Count the lines in the entries below that contain the string "object", treating uppercase and lowercase as different, and reply with only the number.

[Annotated coordinate entries]
###
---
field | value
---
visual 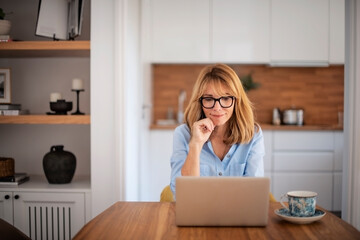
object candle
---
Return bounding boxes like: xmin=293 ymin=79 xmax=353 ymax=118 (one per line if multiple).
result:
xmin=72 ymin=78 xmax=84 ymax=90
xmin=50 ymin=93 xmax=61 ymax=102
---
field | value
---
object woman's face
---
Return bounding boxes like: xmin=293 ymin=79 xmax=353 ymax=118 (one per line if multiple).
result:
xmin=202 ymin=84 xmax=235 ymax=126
###
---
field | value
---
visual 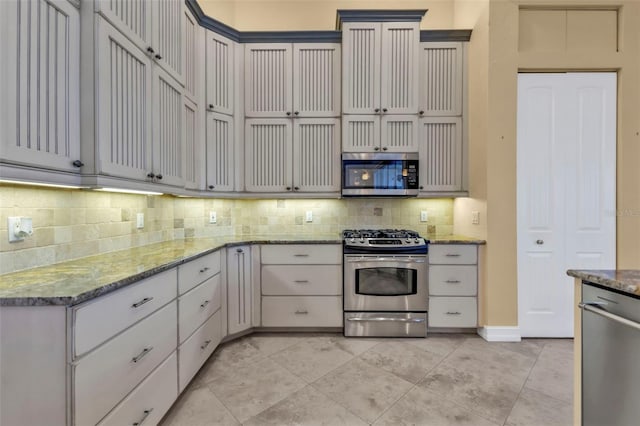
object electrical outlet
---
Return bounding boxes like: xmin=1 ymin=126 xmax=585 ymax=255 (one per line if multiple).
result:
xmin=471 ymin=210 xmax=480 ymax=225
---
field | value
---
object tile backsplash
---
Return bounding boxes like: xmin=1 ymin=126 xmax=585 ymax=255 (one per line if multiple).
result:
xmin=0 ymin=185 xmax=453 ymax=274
###
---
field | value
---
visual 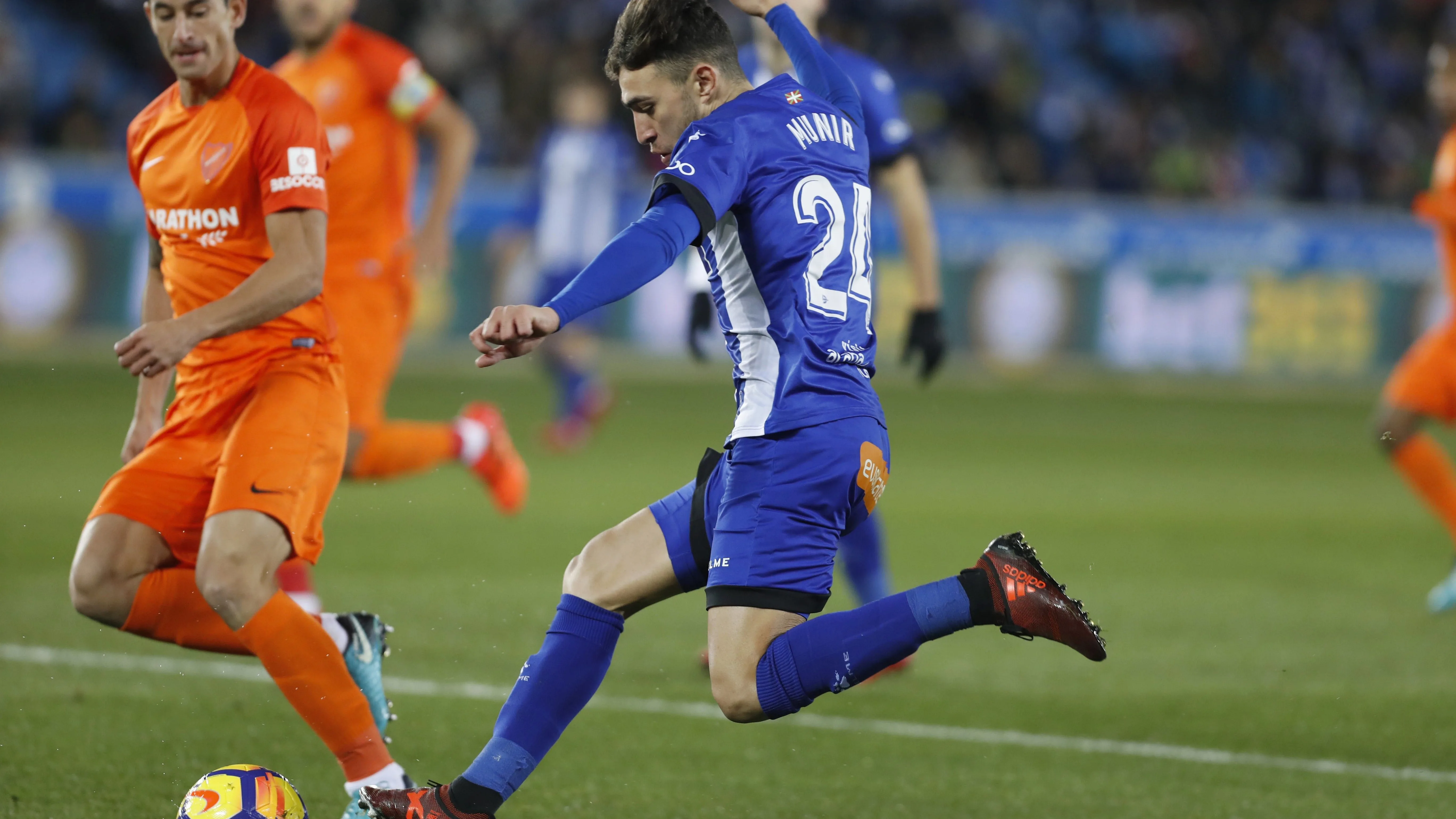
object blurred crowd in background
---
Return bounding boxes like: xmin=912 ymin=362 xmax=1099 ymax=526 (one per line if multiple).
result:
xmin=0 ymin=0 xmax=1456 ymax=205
###
* [Exercise result] 5